*ASSIGNMENT:* Filter the records, keeping every line that has the string "below".

*DATASET:*
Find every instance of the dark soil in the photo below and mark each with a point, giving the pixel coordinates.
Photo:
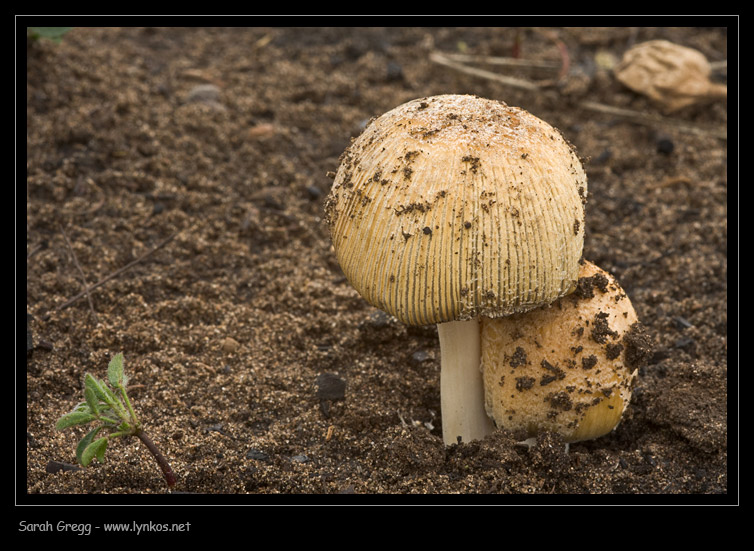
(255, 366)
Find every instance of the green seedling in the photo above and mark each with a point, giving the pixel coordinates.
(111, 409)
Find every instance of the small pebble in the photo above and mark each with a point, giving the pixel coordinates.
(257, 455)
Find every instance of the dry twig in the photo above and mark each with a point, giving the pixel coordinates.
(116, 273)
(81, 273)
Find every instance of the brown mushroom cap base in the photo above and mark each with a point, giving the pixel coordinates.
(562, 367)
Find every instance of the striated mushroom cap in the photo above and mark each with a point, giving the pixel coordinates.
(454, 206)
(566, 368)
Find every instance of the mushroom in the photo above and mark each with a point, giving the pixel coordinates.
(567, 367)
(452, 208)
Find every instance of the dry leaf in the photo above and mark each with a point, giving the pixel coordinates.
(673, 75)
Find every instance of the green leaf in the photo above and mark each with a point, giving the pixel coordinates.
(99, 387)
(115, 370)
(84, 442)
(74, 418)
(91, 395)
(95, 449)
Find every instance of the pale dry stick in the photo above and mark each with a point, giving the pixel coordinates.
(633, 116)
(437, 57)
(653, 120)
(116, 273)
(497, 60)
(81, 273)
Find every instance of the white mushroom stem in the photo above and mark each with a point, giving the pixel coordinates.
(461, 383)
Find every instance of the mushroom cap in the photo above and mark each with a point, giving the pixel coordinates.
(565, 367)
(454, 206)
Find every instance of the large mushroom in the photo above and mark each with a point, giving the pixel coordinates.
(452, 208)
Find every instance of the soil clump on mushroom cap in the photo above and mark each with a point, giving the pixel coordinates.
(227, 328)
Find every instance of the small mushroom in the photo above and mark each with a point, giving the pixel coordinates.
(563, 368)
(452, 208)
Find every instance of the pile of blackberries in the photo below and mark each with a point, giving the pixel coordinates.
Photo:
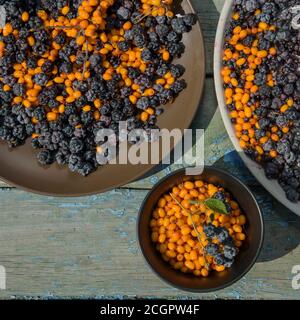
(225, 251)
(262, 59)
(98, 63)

---

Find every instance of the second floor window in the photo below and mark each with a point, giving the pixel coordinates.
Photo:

*SOLUTION:*
Find every instance of the dark soil in the photo below and mark each with a point, giving the pixel coordinates.
Find every instance of the pile of blackberries in the photo below and mark each with a point, giving the pixel coordinates.
Find every instance of the second floor window in the photo below and mark each with a point, giving the pixel coordinates.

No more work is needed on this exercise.